Object location annotation data
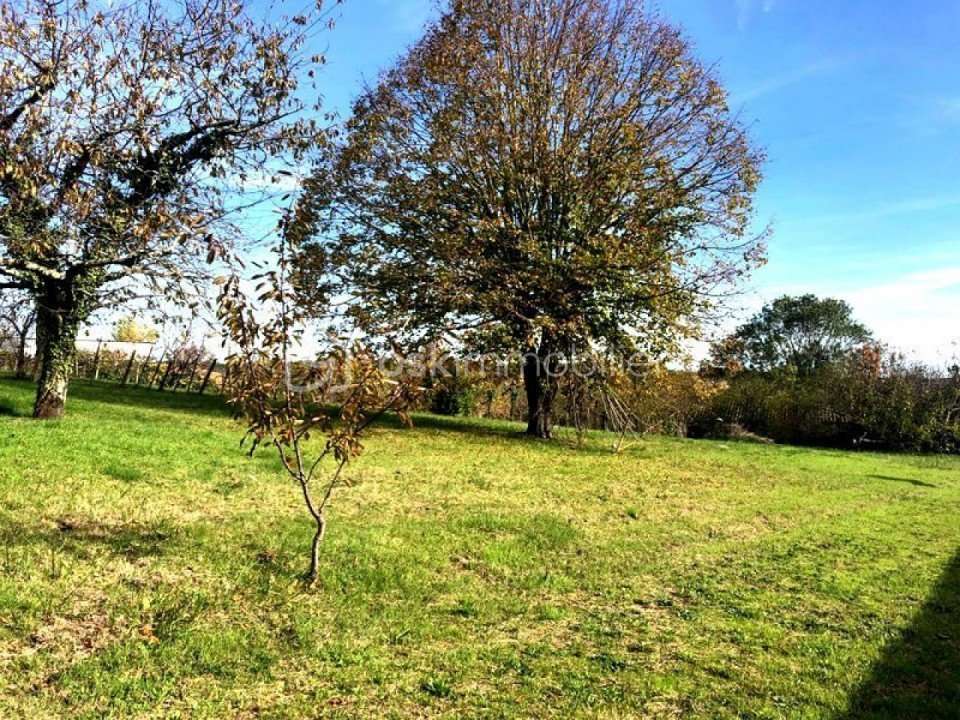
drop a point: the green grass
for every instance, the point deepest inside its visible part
(149, 569)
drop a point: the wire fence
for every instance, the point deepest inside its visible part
(186, 368)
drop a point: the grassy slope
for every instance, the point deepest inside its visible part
(149, 569)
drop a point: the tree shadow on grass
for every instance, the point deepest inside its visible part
(918, 675)
(910, 481)
(78, 536)
(114, 393)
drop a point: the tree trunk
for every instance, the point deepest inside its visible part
(21, 370)
(540, 385)
(57, 325)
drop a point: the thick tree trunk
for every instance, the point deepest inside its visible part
(21, 369)
(57, 326)
(540, 386)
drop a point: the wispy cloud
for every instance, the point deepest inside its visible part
(932, 203)
(746, 9)
(783, 80)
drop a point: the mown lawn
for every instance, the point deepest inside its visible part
(149, 569)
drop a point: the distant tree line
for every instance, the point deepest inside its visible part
(801, 371)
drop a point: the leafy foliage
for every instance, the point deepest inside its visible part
(802, 334)
(547, 175)
(126, 132)
(285, 403)
(130, 329)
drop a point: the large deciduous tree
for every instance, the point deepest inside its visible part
(124, 128)
(17, 318)
(803, 333)
(542, 176)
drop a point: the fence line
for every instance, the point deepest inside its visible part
(175, 369)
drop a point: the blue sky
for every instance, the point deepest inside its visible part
(857, 103)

» **What is required**: Rewrite all of the records above, changing every "drop a point" to "place a marker" and keeping everything else the same. Omit the pictures from your answer.

» **Response**:
place a marker: the green grass
for every instance, the point deepest inside its visible part
(149, 569)
place a marker: the wire fence
for every instance, the point deepest inside its visible part
(186, 368)
place a marker: the grassy slope
for every instance, the point deepest inside its visible part
(149, 569)
place a marker: the tree shadow on grass
for every instance, the point deepest inside its visible part
(918, 675)
(910, 481)
(78, 536)
(114, 393)
place a marker: the tree trunk
for every instance, the point deepest inside its visible part
(21, 370)
(540, 385)
(57, 325)
place a marker: the thick tree trunk
for every instance, the point deepest inside its visible part
(21, 369)
(57, 326)
(540, 386)
place a marker: the wispy cloud
for every instance, the point deepest inside its visible part
(932, 203)
(746, 9)
(783, 80)
place a marker: the mown lawn
for every instance, the point deepest inside its visible part
(149, 569)
place a marker: the distant tree line
for every instance, the point deepest inside its visible part
(801, 371)
place a marker: the leafy foliage
for every instance, the point deepest inside its visible part
(802, 334)
(547, 175)
(126, 132)
(285, 403)
(130, 329)
place a marker: the large deciduous tree
for every instance, the point deepest inside its visible part
(124, 128)
(17, 318)
(803, 333)
(542, 176)
place a marker: the fence line
for every instance, the point deepest inside its visible part
(175, 369)
place a marker: the blue sky
for every instance, the point deepest inside its visible part
(857, 103)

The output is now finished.